» **Pasaje dado**:
┌────────

Los primeros kilómetros discurren sin novedad. El asfalto es bueno y el rodar cómodo. Voy avanzando y el paisaje apenas cambia: la carretera se mantiene llana y con curvitas fáciles.

A lo lejos se ven montañas con mayúsculas, pero la carretera no acaba de despegar. Y sigo así durante unos 150 kilómetros, hasta que llego al primer control militar. Se trata de la provincia de Gorno-Badajshán, con una extensión muy grande pero escasamente poblada, y por donde discurre la parte más majestuosa de la carretera del Pamir.

El chaval de la garita, con un uniforme sucio e incompleto, me pide el pasaporte y el visado, en el que debe figurar que tienes permiso para circular por esta provincia. Tras escribir a mano mis datos en un libro mugroso, me devuelve la documentación y con el lenguaje universal de los signos mantenemos una pequeña conversación en la que, con toda probabilidad, lo que yo entiendo no tiene nada que ver con lo que él me quiere decir, pero lo cierto es que los dos pasamos un buen rato y echamos unas risas. Estrechamos las manos y él se echa la mano derecha al pecho, en un gesto de cordialidad que veré muy a menudo en los próximos días.

Accediendo al paso de Tavildara, primera toma de contacto con la M41

Nada más arrancar cojo un desvío a la derecha y el terreno cambia radicalmente. El asfalto desaparece para dar paso a lo que en su día pudo ser una carretera, pero que se ha convertido en un patatal con agujeros por todas partes, grava suelta y con desniveles cada vez mayores. Definitivamente, ¡empieza la fiesta!

Los kilómetros van cayendo cada vez más despacio, en parte por el estado del firme, y por otra parte debido a que mis paradas son mucho más frecuentes porque me veo en la necesidad de fotografiar toda esta belleza.

Llego a un punto donde me encuentro con un gran corrimiento de tierras, que ha bloqueado la ruta por completo. Un imprevisto con el que no contaba, pero por el estado de la pista llego a la conclusión de que el corte no es reciente, así que tiene que haber una ruta alternativa.

Toca volver sobre mis pasos y al llegar al primer cruce tomo una pista que anteriormente había desechado. Poco después me encuentro con tres lugareños que están trabajando en lo que parece una caseta para el ganado. Pregunto para intentar confirmar que voy bien, y quiero entender que sí. Paso por varios pueblecitos en los que prácticamente no veo a nadie, pero no me preocupa. El día es estupendo con una temperatura buenísima y me puedo permitir el lujo de perderme un rato.

└────────

» **Listado dado**:
┌────────

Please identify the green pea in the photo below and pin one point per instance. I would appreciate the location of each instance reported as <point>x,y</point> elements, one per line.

└────────
┌────────

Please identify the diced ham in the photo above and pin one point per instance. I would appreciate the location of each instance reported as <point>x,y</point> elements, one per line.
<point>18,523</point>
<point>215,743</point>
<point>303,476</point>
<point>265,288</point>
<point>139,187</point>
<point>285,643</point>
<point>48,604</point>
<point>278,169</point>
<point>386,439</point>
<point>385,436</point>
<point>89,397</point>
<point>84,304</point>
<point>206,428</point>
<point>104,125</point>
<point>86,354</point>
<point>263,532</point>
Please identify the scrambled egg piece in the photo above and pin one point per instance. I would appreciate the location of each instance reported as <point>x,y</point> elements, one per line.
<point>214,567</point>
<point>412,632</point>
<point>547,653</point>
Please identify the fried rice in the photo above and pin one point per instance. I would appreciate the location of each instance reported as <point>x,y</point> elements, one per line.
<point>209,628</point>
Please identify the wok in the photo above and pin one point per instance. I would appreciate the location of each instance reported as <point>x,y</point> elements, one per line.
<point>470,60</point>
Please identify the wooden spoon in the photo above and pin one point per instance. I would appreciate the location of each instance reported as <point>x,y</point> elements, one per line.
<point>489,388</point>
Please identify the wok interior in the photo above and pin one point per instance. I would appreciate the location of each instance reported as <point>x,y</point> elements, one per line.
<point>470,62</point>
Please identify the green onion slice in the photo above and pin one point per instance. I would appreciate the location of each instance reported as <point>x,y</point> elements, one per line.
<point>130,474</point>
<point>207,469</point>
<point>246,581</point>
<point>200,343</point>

└────────

» **Tarea planteada 1**:
¿Puedes reproducir del relato de la carretera del Pamir todo, desde "El chaval de" hasta "los próximos días."?
» **Tarea planteada 2**:
¿Podrías reescribir como lista el párrafo del relato de la carretera del Pamir que empieza con "El chaval de la garita", conservando sus hechos principales?

» **Solución escrita 1**:
El chaval de la garita, con un uniforme sucio e incompleto, me pide el pasaporte y el visado, en el que debe figurar que tienes permiso para circular por esta provincia. Tras escribir a mano mis datos en un libro mugroso, me devuelve la documentación y con el lenguaje universal de los signos mantenemos una pequeña conversación en la que, con toda probabilidad, lo que yo entiendo no tiene nada que ver con lo que él me quiere decir, pero lo cierto es que los dos pasamos un buen rato y echamos unas risas. Estrechamos las manos y él se echa la mano derecha al pecho, en un gesto de cordialidad que veré muy a menudo en los próximos días.

» **Solución escrita 2**:
- El chaval de la garita, con un uniforme sucio e incompleto, me pide el pasaporte y el visado, que debe indicar el permiso para circular por la provincia.
- Anota mis datos a mano en un libro mugroso y me devuelve la documentación.
- Conversamos un poco por señas; probablemente no nos entendemos, pero pasamos un buen rato y nos reímos.
- Nos estrechamos las manos y él se lleva la mano derecha al pecho, un gesto de cordialidad que veré a menudo en los días siguientes.